Object location annotation data
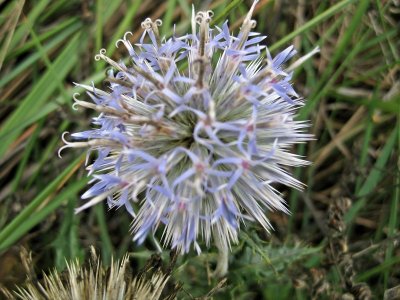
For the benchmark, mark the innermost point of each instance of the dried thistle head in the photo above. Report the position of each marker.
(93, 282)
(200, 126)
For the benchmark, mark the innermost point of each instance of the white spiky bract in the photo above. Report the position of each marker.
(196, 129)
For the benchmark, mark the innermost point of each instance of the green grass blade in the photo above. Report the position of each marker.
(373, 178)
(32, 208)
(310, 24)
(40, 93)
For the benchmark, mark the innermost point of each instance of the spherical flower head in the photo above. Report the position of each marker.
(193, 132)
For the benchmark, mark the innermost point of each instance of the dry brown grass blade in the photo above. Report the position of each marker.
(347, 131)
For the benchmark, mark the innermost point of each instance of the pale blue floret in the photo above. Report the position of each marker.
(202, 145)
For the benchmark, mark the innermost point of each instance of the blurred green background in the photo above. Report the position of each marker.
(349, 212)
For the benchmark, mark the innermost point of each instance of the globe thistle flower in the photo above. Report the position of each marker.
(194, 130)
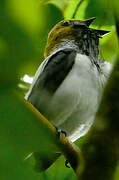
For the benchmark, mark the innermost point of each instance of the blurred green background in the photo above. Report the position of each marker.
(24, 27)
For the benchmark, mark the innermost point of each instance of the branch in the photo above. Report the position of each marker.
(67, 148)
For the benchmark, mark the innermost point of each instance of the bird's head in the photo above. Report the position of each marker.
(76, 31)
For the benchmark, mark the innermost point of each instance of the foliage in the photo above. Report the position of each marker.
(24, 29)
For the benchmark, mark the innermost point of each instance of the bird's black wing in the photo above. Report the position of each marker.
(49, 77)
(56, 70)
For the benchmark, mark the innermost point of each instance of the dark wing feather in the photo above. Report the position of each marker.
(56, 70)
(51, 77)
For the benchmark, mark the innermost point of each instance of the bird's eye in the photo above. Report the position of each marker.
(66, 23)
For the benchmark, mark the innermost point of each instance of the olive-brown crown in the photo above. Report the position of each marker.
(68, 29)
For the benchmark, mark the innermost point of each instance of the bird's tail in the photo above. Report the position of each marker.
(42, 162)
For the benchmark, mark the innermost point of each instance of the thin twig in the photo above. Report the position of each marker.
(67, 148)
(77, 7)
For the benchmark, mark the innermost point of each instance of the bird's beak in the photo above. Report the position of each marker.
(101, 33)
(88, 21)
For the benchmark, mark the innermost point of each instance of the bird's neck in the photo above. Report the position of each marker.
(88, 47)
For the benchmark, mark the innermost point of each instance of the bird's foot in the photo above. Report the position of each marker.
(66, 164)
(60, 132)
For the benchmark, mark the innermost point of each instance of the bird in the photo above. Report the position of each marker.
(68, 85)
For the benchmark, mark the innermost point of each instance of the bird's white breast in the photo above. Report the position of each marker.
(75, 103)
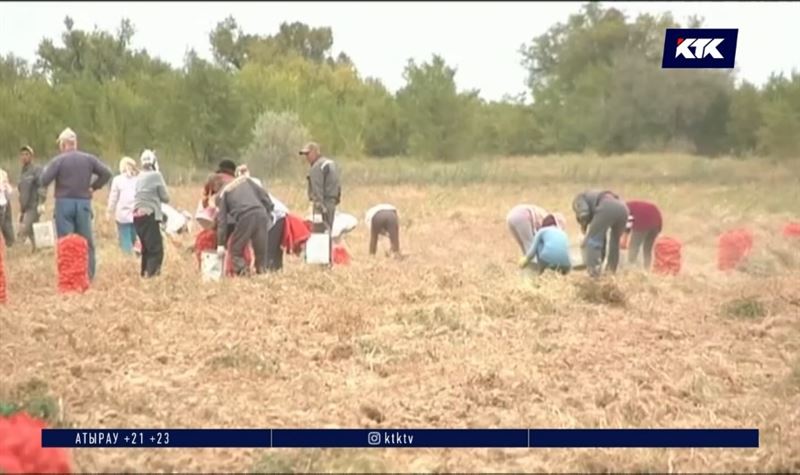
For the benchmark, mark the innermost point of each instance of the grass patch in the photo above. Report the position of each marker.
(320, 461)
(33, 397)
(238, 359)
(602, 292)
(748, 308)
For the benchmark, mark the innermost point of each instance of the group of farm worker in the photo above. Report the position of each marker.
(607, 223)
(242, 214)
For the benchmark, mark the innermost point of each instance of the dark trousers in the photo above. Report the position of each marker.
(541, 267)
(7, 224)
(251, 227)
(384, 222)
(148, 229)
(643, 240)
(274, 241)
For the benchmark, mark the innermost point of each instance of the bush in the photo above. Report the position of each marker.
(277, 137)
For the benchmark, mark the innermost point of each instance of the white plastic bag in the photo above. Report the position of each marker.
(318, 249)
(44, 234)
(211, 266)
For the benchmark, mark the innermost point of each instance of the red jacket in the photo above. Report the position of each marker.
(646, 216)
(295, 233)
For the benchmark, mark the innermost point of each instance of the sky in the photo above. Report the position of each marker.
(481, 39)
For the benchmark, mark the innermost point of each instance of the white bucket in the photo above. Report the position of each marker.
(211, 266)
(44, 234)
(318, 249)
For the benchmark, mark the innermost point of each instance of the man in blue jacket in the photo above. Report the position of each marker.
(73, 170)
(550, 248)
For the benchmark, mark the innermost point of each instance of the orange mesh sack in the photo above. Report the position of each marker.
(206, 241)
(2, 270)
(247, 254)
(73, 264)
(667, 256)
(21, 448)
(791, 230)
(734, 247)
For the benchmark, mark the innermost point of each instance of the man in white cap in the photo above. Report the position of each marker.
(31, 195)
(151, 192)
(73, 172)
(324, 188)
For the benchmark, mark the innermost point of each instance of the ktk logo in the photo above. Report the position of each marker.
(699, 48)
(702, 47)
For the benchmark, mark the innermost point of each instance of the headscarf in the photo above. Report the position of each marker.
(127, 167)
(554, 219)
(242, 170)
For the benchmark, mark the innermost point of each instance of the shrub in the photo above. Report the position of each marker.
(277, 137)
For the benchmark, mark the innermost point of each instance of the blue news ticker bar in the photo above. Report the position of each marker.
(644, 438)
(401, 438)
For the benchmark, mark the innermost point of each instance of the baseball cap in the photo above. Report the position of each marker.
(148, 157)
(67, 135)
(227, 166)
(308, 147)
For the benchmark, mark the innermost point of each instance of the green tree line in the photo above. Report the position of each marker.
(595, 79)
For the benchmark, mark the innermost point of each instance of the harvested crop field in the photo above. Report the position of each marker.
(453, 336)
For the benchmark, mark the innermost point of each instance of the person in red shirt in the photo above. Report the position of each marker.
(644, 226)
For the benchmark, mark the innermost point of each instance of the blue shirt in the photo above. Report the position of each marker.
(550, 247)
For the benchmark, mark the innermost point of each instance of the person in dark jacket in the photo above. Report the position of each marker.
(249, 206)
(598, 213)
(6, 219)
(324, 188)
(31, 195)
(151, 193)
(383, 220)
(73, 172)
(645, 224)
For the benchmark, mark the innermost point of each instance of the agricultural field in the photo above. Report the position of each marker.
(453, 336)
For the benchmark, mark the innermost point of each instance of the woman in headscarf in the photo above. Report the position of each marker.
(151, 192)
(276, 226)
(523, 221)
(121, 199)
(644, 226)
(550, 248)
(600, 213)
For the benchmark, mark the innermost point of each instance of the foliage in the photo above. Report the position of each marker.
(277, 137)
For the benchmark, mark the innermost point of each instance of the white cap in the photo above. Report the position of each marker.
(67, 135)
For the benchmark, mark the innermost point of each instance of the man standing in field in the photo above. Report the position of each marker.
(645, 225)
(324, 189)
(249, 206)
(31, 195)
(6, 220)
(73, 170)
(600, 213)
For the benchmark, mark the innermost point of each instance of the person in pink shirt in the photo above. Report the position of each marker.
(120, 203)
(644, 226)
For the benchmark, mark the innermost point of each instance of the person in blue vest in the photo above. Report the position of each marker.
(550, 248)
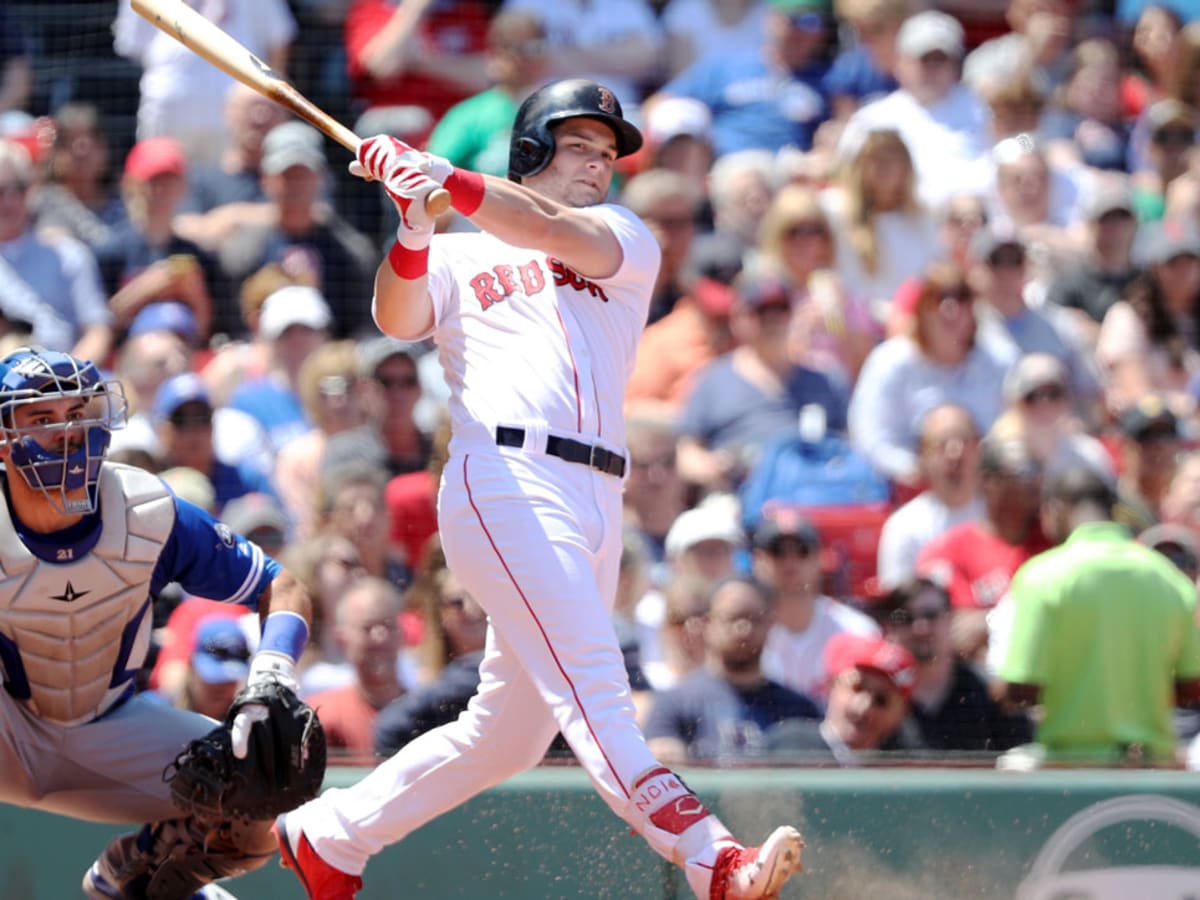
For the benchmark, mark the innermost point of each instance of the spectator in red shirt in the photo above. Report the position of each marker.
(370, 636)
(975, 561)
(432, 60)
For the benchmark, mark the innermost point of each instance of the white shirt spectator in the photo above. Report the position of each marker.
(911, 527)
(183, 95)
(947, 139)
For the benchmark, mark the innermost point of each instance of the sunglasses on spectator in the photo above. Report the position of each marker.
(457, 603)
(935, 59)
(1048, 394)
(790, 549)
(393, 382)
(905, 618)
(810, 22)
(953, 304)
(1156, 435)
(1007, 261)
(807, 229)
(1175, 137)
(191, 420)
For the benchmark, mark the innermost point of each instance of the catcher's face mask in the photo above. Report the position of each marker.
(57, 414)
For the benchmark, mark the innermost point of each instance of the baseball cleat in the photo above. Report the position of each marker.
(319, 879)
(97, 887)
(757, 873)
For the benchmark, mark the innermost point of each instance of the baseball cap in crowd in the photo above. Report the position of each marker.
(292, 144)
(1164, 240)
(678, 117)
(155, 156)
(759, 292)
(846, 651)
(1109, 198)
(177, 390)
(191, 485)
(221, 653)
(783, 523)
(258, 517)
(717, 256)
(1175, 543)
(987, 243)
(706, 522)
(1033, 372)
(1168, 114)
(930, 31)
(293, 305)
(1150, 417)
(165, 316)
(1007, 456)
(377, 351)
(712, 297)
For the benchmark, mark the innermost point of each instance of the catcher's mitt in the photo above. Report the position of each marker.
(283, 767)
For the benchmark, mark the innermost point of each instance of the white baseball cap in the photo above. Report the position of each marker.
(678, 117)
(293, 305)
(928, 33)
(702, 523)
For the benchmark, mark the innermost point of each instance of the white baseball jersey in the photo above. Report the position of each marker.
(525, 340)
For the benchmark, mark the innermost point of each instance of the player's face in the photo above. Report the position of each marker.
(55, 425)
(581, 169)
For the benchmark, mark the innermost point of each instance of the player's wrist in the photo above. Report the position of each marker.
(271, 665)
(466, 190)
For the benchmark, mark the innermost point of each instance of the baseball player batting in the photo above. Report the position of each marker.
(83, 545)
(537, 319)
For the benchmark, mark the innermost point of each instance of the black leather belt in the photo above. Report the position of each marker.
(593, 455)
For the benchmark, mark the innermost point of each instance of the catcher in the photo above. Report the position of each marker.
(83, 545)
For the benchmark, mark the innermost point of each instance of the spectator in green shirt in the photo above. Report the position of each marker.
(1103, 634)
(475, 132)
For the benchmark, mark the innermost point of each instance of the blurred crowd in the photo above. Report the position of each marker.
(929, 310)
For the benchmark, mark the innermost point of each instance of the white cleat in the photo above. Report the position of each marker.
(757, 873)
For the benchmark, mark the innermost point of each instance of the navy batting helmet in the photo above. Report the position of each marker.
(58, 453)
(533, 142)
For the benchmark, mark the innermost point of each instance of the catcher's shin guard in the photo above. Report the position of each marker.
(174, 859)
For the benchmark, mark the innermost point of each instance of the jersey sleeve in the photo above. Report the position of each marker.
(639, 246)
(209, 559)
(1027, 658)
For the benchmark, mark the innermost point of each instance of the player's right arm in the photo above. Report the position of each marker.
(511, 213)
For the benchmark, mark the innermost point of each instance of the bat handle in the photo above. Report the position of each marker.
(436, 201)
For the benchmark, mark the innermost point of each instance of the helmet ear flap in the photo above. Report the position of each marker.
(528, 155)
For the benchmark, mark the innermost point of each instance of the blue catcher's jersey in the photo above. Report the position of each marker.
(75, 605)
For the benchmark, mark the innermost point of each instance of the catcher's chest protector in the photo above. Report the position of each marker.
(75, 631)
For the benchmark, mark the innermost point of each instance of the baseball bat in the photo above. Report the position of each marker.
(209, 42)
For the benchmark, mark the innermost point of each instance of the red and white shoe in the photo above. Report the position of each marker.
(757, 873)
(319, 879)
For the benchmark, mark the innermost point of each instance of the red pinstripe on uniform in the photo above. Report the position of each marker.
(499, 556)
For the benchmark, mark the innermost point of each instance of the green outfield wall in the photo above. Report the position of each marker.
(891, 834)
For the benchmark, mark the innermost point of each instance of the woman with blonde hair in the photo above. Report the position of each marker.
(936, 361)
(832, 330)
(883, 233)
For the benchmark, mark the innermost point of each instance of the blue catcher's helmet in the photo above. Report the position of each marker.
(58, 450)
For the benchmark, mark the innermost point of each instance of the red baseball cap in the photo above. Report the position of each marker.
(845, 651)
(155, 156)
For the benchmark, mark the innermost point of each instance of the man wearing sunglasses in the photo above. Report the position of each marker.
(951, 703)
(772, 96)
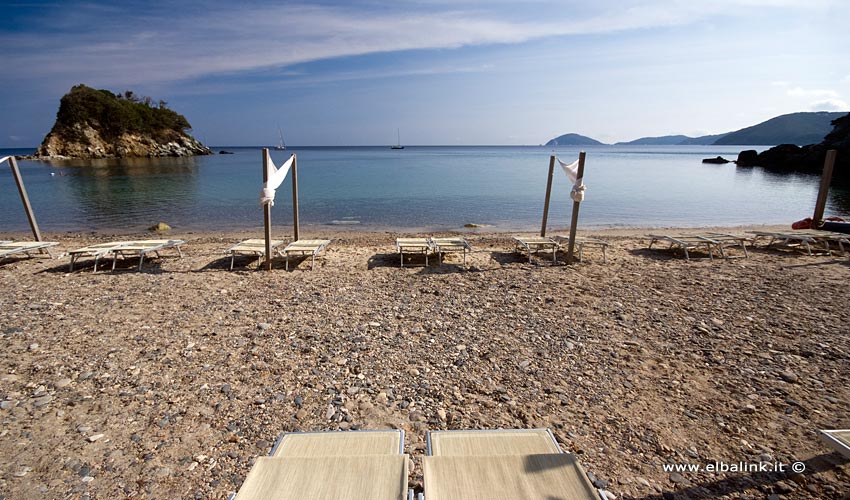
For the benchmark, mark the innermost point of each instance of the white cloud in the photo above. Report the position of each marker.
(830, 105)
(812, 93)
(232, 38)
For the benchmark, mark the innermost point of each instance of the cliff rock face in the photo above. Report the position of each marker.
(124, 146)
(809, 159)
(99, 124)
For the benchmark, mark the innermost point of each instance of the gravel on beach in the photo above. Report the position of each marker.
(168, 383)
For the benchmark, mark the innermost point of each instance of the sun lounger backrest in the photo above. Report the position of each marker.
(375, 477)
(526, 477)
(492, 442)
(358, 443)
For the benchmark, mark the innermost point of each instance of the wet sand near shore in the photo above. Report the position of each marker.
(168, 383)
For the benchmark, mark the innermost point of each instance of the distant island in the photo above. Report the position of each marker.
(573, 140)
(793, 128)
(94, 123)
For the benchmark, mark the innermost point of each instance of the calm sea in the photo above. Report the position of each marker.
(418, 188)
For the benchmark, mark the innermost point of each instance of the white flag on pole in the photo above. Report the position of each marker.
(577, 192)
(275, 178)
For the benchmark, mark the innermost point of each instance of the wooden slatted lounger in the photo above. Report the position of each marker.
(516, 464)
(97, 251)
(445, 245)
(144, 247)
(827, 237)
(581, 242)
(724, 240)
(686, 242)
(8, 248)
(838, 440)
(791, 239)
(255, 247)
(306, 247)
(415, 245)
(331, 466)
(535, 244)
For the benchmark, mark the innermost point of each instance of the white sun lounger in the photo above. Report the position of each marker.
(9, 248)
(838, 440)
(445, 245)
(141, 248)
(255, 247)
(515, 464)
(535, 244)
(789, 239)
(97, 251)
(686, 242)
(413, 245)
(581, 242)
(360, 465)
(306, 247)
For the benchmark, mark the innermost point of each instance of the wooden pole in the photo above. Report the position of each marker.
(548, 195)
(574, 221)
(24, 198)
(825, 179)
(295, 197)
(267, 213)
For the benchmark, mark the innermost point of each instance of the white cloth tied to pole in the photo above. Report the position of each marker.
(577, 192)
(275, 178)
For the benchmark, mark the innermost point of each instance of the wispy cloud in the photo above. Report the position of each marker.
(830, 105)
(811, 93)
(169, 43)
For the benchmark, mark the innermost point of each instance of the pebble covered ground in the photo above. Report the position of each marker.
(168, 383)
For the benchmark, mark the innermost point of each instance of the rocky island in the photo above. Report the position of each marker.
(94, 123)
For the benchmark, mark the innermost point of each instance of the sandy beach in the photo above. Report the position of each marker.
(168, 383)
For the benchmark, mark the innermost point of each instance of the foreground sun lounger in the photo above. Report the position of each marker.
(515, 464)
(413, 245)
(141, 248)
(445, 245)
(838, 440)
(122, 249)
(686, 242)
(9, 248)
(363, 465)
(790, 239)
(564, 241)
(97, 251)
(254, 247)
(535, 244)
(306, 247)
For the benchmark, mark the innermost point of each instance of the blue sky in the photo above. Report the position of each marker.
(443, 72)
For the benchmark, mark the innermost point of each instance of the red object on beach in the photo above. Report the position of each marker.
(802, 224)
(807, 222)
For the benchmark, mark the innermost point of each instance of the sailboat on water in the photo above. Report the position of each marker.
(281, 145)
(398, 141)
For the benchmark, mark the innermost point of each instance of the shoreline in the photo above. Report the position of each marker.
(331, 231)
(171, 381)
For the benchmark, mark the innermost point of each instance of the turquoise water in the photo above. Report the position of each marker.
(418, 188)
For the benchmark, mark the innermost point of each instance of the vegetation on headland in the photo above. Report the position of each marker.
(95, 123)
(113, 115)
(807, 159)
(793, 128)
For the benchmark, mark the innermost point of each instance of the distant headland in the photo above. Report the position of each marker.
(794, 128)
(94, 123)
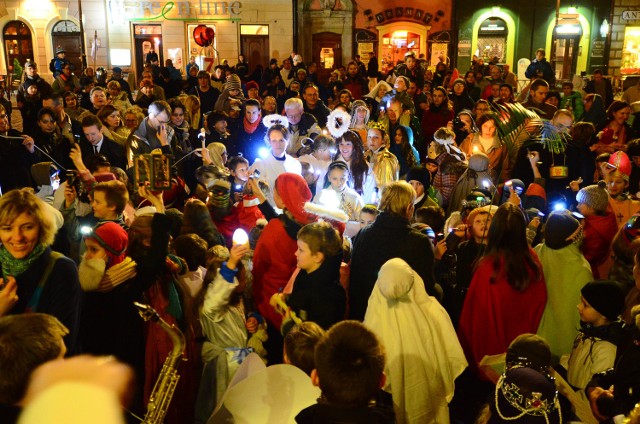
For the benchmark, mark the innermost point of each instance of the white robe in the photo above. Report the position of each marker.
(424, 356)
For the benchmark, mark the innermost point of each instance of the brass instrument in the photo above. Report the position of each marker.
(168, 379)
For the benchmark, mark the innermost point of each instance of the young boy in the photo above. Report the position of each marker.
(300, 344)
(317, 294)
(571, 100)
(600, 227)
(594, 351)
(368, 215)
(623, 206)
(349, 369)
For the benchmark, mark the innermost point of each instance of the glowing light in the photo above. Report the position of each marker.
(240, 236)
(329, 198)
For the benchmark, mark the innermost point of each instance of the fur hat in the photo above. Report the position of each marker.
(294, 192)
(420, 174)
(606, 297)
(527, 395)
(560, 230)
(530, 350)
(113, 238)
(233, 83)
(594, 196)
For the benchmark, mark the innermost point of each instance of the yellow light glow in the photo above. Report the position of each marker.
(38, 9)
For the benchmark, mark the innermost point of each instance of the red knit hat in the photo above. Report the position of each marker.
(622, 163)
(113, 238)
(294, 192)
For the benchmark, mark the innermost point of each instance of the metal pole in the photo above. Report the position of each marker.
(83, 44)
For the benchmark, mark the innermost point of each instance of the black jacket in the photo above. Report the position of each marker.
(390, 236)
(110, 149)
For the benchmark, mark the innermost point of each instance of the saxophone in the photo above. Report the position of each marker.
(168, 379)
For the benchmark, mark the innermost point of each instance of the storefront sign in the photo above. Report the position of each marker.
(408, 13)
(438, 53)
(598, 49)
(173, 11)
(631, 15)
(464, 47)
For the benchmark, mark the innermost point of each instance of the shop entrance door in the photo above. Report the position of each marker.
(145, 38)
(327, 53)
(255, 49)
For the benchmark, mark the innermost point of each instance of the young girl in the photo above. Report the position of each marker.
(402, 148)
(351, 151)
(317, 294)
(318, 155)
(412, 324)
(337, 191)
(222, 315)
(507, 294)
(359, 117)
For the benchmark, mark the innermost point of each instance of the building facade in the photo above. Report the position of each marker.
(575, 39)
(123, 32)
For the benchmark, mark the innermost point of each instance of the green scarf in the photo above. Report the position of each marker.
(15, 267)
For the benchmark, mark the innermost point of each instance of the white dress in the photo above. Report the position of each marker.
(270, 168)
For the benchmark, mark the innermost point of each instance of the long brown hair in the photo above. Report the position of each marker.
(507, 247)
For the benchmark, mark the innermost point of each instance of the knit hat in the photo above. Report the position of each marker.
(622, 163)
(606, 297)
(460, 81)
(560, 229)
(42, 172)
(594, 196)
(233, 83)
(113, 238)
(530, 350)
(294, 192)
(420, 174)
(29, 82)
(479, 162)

**Direction**
Produce an exact repeat of the lines from the one containing "of the storefront" through the last line of the data, and nothing more.

**Solution to the exercise**
For the benchmark, mark the innermost point of each instance of the storefront sign in the photo above. Report the position of each marker.
(408, 13)
(438, 53)
(598, 49)
(173, 11)
(631, 15)
(464, 47)
For the benchmark, mark the innermost point of each instance of the shop entrance door in the photo above. Report the position of each marker.
(145, 38)
(327, 53)
(255, 49)
For the benchmark, mark the innermost point of each instance of the young girl in the photo above. Report the position of each marker.
(402, 148)
(351, 151)
(317, 294)
(318, 155)
(412, 324)
(337, 191)
(222, 315)
(507, 294)
(359, 117)
For the benchmark, mark the innermost point of each instance of the building facade in the photo above. Report the position of each marker.
(575, 39)
(123, 32)
For the benchmark, mark the innermost point of each instance of the green scarf in the photo above. Report the position of each marker.
(15, 267)
For the benchmark, mark the innermost point of each instance of the white dress in the photo above. Report the position of each marker.
(270, 168)
For the benchmark, mark the innermost point of each instance of the long brown hair in the photo above. Report the position of each marker.
(507, 247)
For the benchmark, mark the innermost point of each instance of the knit hat in the photo above. Report the position of each marker.
(622, 163)
(606, 297)
(460, 81)
(560, 229)
(42, 172)
(594, 196)
(233, 83)
(113, 238)
(530, 350)
(294, 192)
(420, 174)
(29, 82)
(479, 162)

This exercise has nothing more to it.